Sammle aus den folgenden Einträgen jede Zeile, die die Zeichenfolge „background“ enthält, und gib diese Zeilen unverändert wieder.

■ Extrahierte Dateneinträge:
↓

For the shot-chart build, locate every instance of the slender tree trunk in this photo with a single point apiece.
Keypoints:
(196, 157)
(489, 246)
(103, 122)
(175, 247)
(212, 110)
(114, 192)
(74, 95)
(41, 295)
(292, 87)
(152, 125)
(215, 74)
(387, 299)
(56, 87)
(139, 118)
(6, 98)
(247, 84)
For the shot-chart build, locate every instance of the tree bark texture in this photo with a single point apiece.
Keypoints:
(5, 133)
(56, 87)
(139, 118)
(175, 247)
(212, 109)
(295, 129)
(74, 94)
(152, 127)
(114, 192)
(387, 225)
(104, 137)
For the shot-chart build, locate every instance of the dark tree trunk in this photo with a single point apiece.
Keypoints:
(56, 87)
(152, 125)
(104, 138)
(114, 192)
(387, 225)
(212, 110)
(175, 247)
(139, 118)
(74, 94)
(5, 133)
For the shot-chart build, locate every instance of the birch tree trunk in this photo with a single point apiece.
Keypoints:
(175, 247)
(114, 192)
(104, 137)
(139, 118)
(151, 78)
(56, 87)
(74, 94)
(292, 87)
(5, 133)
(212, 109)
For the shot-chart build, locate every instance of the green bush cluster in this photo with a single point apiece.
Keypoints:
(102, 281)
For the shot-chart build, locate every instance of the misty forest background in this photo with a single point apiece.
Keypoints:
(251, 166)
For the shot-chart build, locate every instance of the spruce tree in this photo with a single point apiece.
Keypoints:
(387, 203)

↑
↓

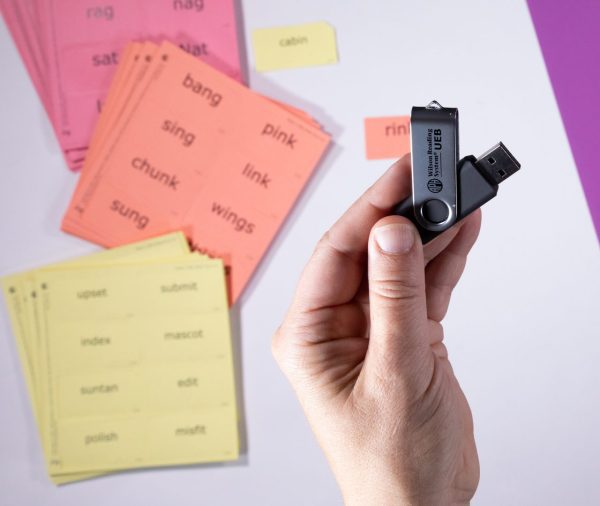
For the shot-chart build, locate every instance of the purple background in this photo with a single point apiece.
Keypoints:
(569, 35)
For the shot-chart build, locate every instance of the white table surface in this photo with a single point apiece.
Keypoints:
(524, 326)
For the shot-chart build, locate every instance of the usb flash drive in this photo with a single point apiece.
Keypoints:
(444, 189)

↑

■ ANTWORT ZUR AUFGABE:
For the shot-chart build, locate every instance of the misty forest background in this photo with a single point apiece.
For the shot-chart build, locate every instance of the purple background in this photo with a single point apiece.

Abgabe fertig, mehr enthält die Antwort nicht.